Work request: Filter the records for lines holding the string "building".

Material for this exercise:
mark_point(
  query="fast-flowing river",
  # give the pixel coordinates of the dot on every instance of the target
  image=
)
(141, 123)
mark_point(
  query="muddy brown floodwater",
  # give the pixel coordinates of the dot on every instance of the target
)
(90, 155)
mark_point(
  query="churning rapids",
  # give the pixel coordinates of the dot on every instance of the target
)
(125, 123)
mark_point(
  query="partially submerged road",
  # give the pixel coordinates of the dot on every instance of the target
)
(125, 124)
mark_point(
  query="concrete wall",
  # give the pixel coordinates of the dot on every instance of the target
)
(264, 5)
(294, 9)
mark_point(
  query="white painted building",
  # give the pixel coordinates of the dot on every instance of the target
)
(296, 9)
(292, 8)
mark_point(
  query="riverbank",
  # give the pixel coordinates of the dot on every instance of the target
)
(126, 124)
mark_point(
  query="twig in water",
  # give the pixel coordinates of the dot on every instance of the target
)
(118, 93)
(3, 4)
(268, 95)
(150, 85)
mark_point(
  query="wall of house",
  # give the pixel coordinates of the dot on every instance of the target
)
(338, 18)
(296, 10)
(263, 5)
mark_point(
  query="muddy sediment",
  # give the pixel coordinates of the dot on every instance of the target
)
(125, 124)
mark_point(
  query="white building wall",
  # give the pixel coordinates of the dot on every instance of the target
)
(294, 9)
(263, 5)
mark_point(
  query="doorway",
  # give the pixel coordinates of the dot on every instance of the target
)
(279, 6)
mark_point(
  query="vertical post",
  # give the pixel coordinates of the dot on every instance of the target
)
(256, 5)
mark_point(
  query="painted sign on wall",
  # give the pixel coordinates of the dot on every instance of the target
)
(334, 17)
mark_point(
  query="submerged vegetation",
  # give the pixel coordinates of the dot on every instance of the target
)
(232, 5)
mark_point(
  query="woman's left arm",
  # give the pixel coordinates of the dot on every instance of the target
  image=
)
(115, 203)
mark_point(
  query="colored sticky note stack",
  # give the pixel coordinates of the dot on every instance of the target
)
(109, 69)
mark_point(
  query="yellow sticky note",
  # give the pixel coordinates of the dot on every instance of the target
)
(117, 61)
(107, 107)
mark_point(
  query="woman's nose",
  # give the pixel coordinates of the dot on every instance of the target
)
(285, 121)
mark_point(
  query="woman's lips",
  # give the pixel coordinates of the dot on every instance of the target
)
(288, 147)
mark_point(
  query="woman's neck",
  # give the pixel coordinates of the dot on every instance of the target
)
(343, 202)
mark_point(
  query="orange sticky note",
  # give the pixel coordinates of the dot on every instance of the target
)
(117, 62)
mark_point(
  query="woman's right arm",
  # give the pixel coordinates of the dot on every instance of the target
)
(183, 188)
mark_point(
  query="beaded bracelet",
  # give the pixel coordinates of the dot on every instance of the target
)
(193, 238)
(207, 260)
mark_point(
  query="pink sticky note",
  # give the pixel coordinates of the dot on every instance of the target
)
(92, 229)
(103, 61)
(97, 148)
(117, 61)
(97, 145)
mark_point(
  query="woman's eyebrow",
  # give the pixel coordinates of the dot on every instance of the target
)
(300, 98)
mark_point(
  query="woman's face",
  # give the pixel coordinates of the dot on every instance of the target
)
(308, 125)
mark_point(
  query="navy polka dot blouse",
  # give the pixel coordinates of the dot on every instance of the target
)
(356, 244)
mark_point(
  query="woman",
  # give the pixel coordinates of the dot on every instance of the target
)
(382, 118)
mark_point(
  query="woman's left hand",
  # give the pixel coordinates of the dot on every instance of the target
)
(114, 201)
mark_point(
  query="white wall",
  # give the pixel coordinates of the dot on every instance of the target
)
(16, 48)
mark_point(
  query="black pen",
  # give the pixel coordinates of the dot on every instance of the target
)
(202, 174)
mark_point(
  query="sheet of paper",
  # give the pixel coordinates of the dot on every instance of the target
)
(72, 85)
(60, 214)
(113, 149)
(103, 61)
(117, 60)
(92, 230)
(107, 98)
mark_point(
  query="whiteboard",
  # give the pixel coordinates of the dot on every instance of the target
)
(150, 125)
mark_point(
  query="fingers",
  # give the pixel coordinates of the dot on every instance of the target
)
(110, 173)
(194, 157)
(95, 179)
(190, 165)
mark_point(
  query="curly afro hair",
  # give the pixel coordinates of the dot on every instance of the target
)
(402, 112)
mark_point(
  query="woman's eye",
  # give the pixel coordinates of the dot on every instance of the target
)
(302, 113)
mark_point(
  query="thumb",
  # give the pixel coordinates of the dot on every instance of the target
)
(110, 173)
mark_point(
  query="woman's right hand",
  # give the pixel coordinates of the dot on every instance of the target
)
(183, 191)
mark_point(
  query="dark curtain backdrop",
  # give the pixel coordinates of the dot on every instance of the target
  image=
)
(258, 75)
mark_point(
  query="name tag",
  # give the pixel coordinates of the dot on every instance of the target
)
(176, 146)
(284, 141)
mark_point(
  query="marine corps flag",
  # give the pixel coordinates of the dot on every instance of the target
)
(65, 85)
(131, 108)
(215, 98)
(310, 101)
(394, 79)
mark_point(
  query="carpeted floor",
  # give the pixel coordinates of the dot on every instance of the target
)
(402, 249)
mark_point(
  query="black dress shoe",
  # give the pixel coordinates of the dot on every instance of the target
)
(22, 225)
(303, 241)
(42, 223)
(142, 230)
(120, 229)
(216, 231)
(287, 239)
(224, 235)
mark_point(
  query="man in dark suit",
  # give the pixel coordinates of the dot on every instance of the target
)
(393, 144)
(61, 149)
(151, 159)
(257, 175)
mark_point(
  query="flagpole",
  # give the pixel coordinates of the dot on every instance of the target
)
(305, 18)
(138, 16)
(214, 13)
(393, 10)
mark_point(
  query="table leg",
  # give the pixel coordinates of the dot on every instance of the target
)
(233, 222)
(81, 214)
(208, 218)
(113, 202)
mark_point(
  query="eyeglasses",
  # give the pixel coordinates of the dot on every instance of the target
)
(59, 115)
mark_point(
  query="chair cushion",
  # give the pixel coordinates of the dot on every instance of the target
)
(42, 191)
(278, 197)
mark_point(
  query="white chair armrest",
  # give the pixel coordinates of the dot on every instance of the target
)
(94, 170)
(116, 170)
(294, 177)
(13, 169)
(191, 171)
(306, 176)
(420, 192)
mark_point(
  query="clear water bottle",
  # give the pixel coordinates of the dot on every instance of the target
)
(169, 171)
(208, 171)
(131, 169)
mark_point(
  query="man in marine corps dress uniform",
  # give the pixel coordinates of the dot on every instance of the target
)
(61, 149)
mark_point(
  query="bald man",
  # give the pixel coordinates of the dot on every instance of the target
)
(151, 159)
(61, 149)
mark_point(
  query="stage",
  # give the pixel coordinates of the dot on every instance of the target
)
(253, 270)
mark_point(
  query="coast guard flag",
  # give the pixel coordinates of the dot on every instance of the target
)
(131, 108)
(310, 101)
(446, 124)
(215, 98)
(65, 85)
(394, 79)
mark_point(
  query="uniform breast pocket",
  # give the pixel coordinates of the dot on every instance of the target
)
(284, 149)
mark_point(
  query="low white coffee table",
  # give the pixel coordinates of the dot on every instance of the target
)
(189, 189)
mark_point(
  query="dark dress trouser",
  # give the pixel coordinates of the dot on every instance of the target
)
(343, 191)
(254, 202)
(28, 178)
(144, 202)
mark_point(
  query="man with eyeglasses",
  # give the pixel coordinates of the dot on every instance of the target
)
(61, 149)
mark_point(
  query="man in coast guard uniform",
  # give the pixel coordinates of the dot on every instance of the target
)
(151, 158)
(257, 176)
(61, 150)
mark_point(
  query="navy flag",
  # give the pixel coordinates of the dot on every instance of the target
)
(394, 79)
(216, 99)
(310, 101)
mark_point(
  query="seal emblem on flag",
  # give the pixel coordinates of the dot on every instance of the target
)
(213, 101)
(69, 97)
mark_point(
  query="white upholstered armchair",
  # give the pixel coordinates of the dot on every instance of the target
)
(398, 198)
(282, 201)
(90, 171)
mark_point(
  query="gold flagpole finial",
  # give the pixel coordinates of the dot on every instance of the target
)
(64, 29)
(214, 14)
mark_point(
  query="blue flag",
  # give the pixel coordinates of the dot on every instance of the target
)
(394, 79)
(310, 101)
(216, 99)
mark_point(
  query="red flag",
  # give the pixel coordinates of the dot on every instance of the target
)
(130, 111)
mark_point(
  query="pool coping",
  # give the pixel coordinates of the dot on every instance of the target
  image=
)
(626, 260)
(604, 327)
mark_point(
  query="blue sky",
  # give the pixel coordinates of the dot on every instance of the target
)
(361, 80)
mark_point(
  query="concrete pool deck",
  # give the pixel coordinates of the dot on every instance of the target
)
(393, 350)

Solution for this task:
  query="white painted building",
  query="white building wall",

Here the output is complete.